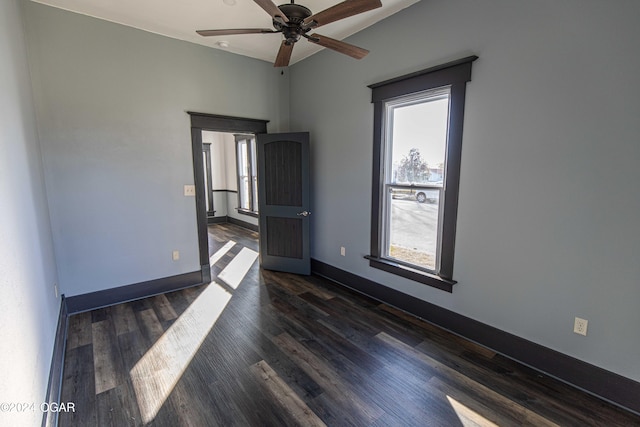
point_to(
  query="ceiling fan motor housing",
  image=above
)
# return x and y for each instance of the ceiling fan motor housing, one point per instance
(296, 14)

★ ★ ★ ★

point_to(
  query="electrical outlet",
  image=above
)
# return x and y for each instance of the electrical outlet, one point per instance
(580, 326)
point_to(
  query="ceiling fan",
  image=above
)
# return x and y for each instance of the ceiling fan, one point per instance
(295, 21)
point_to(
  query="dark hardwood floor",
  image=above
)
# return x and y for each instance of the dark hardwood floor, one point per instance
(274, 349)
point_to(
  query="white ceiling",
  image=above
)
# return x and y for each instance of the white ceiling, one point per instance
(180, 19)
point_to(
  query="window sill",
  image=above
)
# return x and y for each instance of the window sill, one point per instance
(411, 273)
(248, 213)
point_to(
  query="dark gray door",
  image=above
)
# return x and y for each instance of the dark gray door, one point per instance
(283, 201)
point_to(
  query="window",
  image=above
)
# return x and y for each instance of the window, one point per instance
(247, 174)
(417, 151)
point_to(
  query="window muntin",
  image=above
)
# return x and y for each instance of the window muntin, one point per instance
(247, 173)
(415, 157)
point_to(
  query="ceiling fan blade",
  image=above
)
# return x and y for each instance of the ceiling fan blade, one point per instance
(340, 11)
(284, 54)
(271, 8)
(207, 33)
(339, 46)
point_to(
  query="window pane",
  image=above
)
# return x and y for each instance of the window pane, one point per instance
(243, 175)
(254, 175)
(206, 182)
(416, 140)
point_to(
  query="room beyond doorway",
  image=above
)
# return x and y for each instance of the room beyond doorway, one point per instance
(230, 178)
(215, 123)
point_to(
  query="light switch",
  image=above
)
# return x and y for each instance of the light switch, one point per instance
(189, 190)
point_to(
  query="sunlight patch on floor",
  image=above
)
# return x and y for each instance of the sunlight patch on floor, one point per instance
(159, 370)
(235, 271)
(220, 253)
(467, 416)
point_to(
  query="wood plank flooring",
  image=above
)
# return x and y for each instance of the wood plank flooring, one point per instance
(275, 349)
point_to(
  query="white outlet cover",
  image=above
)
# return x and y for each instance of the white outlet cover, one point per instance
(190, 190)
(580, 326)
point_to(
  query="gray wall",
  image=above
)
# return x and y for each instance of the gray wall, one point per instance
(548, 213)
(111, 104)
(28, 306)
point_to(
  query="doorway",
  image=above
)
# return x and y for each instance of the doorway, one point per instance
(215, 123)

★ ★ ★ ★

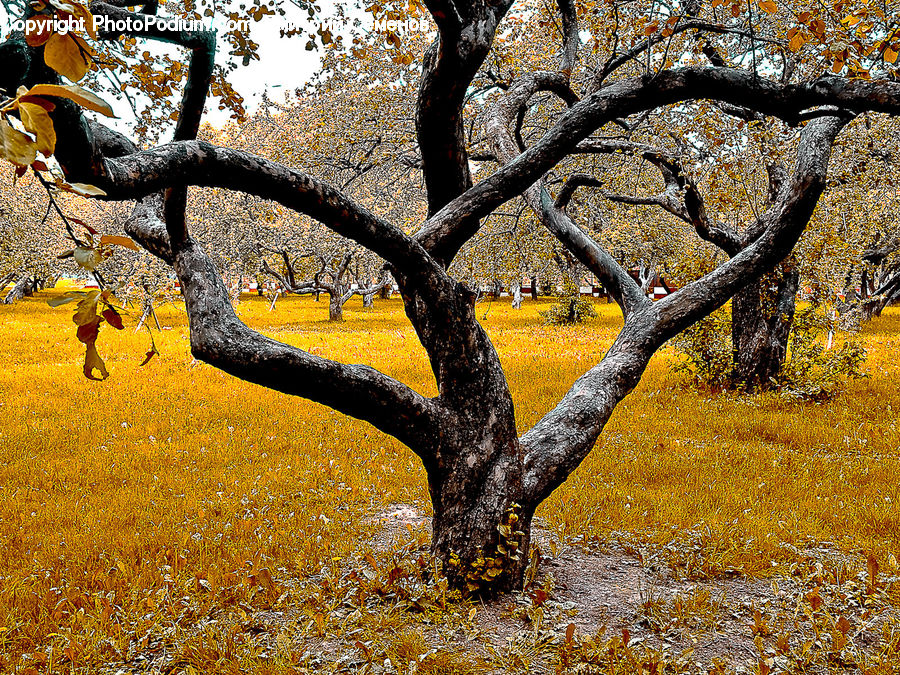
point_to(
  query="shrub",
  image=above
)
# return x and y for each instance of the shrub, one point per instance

★ ★ ★ ★

=== TASK REQUIREMENTS ===
Show every line in the records above that contains the word "shrub".

=== RESPONSE ===
  query="shrub",
# return x and y for each instance of the shrub, one point per instance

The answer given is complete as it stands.